In January of 1923, Jean Bonnet would be born in Nice, France. It is believed that Jean would come to find work as a car mechanic throughout the 1940s. Though this much is known about the man, very little else can be found, and even where he had been born is a matter of much investigative work.

The lack of clear information can be partly put down to the fact that his name is Jean Bonnet. However, when he decided to take a crack at motor racing in the 1950s and early 1960s he would enter under the name of Jean Lucienbonnet.

There is nothing but speculation as to why this is. There are suggestions of possible family interference and the combining of 'Lucien' with the 'Bonnet' name would be enough to throw off would-be suspicious parents and family. However, there would be another speculative suggestion that this nickname of sorts would be merely a combination of Jean's two names, Lucien and Bonnet. Whatever the motivation and the reasoning behind Bonnet becoming Lucienbonnet, the simple fact of the matter is that this man from Nice would be yet another that would attempt to make a splash on the grand prix scene, but would end up another enigmatic name to briefly appear in Formula One history.

What can be concretely deduced is that Lucienbonnet would make a couple of appearances in single-seater races throughout the 1959 season. He was, at that point in time, already 36 years of age, and therefore, nothing more than a gentleman racer looking to experience the thrills of a World Championship race, competing against the best drivers in the world. Jean Bonnet would not be an entirely unknown name within the racing world of the 1950s. Although, obviously, not one of the greatest drivers of the decade, he would ritually take part in the Mille Miglia, starting in 1951. Records would indicate he would also take part in the Hyeres 12 Hours in 1952 in which he and Francois Picard would combine to finish 5th overall.

────────────────────

Task prompt: Retype the passage about Jean Bonnet word for word, in full.

Recorded data
────────────────────

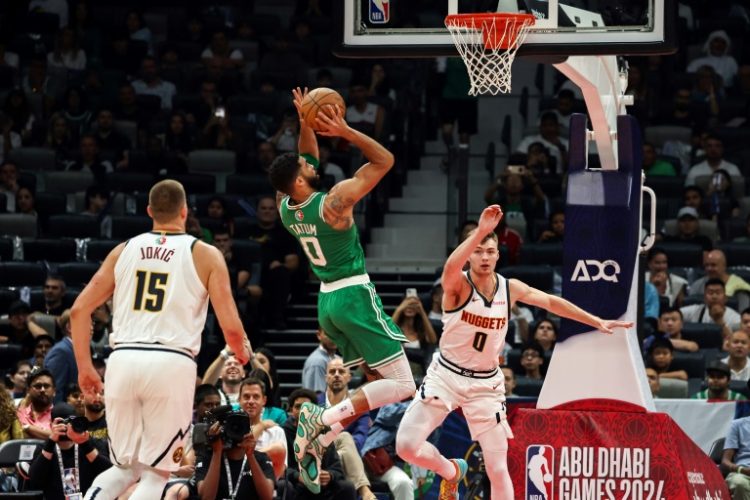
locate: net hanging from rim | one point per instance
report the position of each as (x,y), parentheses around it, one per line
(488,44)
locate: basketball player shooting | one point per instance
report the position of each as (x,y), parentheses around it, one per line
(349,310)
(160,283)
(476,311)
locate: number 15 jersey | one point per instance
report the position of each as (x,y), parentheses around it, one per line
(474,332)
(159,297)
(333,254)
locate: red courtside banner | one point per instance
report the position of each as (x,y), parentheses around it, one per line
(607,450)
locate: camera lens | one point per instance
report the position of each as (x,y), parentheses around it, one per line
(79,424)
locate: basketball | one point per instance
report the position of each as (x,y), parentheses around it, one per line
(317,99)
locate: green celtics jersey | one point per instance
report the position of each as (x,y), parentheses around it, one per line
(333,254)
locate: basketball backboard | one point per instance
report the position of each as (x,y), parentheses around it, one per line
(415,28)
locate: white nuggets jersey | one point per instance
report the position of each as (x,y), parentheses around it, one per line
(474,333)
(158,295)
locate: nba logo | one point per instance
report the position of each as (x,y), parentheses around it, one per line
(379,11)
(540,466)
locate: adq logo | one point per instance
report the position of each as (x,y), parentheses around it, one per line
(594,270)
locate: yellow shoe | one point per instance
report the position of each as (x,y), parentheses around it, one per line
(449,488)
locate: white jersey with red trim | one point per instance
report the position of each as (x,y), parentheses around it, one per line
(159,298)
(474,333)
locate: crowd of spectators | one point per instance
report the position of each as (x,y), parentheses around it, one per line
(97,101)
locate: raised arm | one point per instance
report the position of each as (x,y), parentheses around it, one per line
(520,291)
(342,197)
(307,143)
(454,284)
(99,289)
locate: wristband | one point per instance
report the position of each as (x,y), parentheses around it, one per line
(86,447)
(49,446)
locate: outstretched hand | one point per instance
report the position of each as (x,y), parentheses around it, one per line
(608,325)
(331,121)
(89,380)
(489,219)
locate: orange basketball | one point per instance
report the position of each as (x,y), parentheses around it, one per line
(318,99)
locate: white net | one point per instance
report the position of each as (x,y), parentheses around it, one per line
(488,64)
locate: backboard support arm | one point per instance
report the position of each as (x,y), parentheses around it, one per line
(603,86)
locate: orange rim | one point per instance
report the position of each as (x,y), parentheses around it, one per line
(499,30)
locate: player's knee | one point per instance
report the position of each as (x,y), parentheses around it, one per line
(407,387)
(496,468)
(405,448)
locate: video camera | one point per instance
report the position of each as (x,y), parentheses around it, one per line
(78,424)
(234,425)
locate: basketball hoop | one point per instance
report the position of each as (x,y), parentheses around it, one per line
(488,44)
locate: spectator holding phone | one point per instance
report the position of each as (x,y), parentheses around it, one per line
(411,317)
(508,191)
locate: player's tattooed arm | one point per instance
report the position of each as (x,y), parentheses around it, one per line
(337,210)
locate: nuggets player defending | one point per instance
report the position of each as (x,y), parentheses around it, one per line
(476,310)
(349,310)
(160,282)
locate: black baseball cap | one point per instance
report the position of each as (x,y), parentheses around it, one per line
(719,367)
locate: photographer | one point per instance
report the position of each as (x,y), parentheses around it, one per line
(69,462)
(237,472)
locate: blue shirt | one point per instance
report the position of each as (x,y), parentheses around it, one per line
(314,370)
(738,438)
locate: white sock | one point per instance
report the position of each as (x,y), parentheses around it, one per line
(328,438)
(113,482)
(152,484)
(338,412)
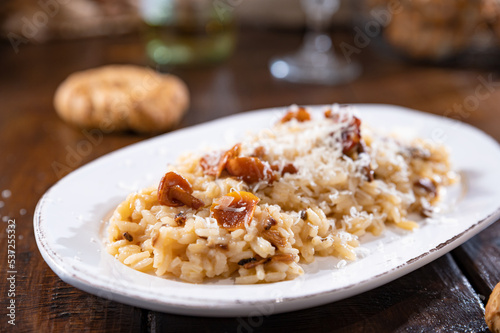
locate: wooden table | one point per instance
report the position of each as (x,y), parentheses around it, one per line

────────────────────

Task response:
In January of 1923, Jean Bonnet would be born in Nice, France. It is believed that Jean would come to find work as a car mechanic throughout the 1940s. Though this much is known about the man, very little else can be found, and even where he had been born is a matter of much investigative work.

The lack of clear information can be partly put down to the fact that his name is Jean Bonnet. However, when he decided to take a crack at motor racing in the 1950s and early 1960s he would enter under the name of Jean Lucienbonnet.

There is nothing but speculation as to why this is. There are suggestions of possible family interference and the combining of 'Lucien' with the 'Bonnet' name would be enough to throw off would-be suspicious parents and family. However, there would be another speculative suggestion that this nickname of sorts would be merely a combination of Jean's two names, Lucien and Bonnet. Whatever the motivation and the reasoning behind Bonnet becoming Lucienbonnet, the simple fact of the matter is that this man from Nice would be yet another that would attempt to make a splash on the grand prix scene, but would end up another enigmatic name to briefly appear in Formula One history.

What can be concretely deduced is that Lucienbonnet would make a couple of appearances in single-seater races throughout the 1959 season. He was, at that point in time, already 36 years of age, and therefore, nothing more than a gentleman racer looking to experience the thrills of a World Championship race, competing against the best drivers in the world. Jean Bonnet would not be an entirely unknown name within the racing world of the 1950s. Although, obviously, not one of the greatest drivers of the decade, he would ritually take part in the Mille Miglia, starting in 1951. Records would indicate he would also take part in the Hyeres 12 Hours in 1952 in which he and Francois Picard would combine to finish 5th overall.